THE TASK -
Copy the stretch of the discovery motions passage from "B. Discovery Motions" through "Civ. L.R. 37.", word for word.

B. Discovery Motions (Dkt. Nos. 37, 45, 46, 75) The rules require parties to respond promptly and in good faith to discovery requests. Fed. R. Civ. P. 26(a), 33(b)(2) and 34(b)(2). If a party fails to respond, the opposition may file a motion to compel. Fed. R. Civ. P. 37(a). Before doing so, however, Civil Local Rule 37 requires the moving party to consult with the opposing party to attempt to resolve the issue. The rule requires a written certification that the moving party attempted, in good faith, to confer with the other side before he filed a motion to compel. Civ. L.R. 37.

Referring expression grounding data

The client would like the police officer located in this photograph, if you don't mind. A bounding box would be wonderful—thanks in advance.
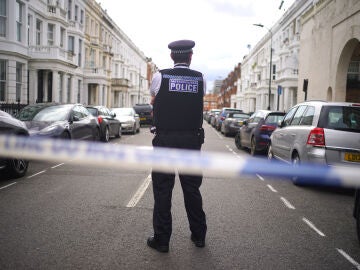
[147,40,207,252]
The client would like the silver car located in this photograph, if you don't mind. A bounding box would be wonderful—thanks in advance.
[268,101,360,184]
[111,107,140,134]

RESPONSE AREA -
B. Discovery Motions (Dkt. Nos. 37, 45, 46, 75) The rules require parties to respond promptly and in good faith to discovery requests. Fed. R. Civ. P. 26(a), 33(b)(2) and 34(b)(2). If a party fails to respond, the opposition may file a motion to compel. Fed. R. Civ. P. 37(a). Before doing so, however, Civil Local Rule 37 requires the moving party to consult with the opposing party to attempt to resolve the issue. The rule requires a written certification that the moving party attempted, in good faith, to confer with the other side before he filed a motion to compel. Civ. L.R. 37.